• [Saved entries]
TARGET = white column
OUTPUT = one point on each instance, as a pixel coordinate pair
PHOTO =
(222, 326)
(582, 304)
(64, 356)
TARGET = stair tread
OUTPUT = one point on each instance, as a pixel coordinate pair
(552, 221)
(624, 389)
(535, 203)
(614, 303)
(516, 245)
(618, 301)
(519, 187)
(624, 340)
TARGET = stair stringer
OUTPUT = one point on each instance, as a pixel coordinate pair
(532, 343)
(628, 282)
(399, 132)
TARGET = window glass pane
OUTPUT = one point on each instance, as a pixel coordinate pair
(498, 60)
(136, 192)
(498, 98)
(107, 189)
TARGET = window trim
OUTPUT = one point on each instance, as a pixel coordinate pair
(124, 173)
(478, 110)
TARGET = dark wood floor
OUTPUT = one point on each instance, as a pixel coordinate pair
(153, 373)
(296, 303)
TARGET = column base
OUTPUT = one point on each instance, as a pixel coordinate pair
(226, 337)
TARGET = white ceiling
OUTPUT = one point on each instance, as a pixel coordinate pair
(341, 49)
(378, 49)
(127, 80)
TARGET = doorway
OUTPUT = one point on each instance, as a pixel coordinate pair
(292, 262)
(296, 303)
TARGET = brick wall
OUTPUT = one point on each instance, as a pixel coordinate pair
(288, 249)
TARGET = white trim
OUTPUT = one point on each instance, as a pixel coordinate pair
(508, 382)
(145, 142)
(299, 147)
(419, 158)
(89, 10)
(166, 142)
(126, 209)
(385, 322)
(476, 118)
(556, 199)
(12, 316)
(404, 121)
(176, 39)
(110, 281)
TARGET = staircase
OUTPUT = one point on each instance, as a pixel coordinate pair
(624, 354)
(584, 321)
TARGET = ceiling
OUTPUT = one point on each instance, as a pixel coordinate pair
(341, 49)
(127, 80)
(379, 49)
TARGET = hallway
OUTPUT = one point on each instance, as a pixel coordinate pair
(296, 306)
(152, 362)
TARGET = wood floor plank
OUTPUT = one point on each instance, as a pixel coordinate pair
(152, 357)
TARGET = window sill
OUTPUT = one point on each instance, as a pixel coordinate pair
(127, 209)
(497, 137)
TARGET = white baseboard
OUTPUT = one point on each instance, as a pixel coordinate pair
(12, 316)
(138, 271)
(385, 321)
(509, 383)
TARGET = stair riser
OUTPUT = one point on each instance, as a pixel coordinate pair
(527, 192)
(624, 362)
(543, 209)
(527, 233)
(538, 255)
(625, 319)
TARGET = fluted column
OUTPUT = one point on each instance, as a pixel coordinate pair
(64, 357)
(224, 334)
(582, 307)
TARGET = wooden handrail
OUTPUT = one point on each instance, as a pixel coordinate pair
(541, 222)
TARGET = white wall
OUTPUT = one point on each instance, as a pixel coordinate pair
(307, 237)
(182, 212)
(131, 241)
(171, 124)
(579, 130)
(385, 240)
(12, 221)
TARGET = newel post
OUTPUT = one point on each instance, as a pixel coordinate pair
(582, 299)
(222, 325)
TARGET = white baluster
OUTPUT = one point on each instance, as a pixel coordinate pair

• [What to do] In full and without error, retype the entries above.

• [Task solution]
TARGET = white column
OUTPUT = one point on each instance, as a pixel coordinate pair
PHOTO =
(222, 326)
(582, 304)
(64, 356)
TARGET = stair tread
OUTPUT = one point on each instance, as a pixel coordinate pair
(552, 221)
(624, 389)
(535, 203)
(614, 303)
(516, 245)
(618, 301)
(519, 187)
(624, 340)
TARGET = stair stringer
OUTPUT = one point on each instance, as a pixel coordinate pair
(532, 343)
(628, 282)
(399, 132)
TARGET = window glass pane
OUTPUT = one point on each instance, as a pixel coordinate pair
(498, 60)
(136, 192)
(498, 98)
(107, 189)
TARGET = window trim
OUTPUT = one point on each instance, as a pixel coordinate pair
(124, 173)
(478, 110)
TARGET = dark wood floor
OUTPUT = one point on each instance, as a pixel coordinate pair
(153, 373)
(296, 303)
TARGET = column base
OUTPUT = one point on each instance, as a pixel coordinate pair
(226, 337)
TARGET = white ceiling
OUTPUT = one point on each instance, as a pixel coordinate pair
(341, 49)
(378, 49)
(127, 80)
TARGET = doorway
OUTPUT = one point on each instance, as a pixel coordinate pair
(292, 262)
(296, 303)
TARGET = brick wall
OUTPUT = one point on each instance, as a pixel coordinate pair
(288, 249)
TARGET = white trim
OUTPUT = one point on each instance, as a pixel coordinate pair
(508, 382)
(145, 142)
(299, 147)
(419, 158)
(89, 10)
(166, 142)
(126, 209)
(385, 322)
(476, 118)
(556, 199)
(12, 316)
(404, 121)
(176, 39)
(110, 281)
TARGET = staircase
OUTPUT = one point on each instance, as a pixel coordinate pair
(624, 354)
(584, 321)
TARGET = ceiling
OUTPUT = one point on each instance, as a pixel coordinate pair
(341, 49)
(127, 80)
(379, 49)
TARGET = hallway
OUTPUT = one point on each instance, as a pixel coordinate pair
(296, 306)
(152, 362)
TARGET = wood floor plank
OUTPUT = one point on each instance, as a pixel coordinate pair
(152, 357)
TARGET = window sill
OUTPUT = one point on each instance, as a pixel coordinate pair
(127, 209)
(497, 137)
TARGET = white baseboard
OUTPUT = one point on each instance, as a pixel coordinate pair
(12, 316)
(138, 271)
(385, 321)
(509, 383)
TARGET = stair riser
OUTPUT = one point on each instance, as a pixel coordinate pair
(527, 192)
(624, 362)
(543, 209)
(527, 233)
(538, 255)
(625, 319)
TARGET = fluted column
OUTPUT = one point on each instance, as a pixel coordinate pair
(64, 357)
(224, 334)
(582, 307)
TARGET = wooden handrail
OUTPUT = one point on each instance, as a pixel coordinate pair
(541, 222)
TARGET = white wall
OUTPUT = one point on each instance, as a pixel coordinate pair
(307, 237)
(182, 212)
(131, 241)
(171, 124)
(579, 130)
(385, 240)
(12, 221)
TARGET = newel post
OUTPUT = one point on each instance, as a pixel coordinate pair
(582, 299)
(222, 325)
TARGET = white baluster
OUTPUT = one point on each instance, as a pixel coordinate pair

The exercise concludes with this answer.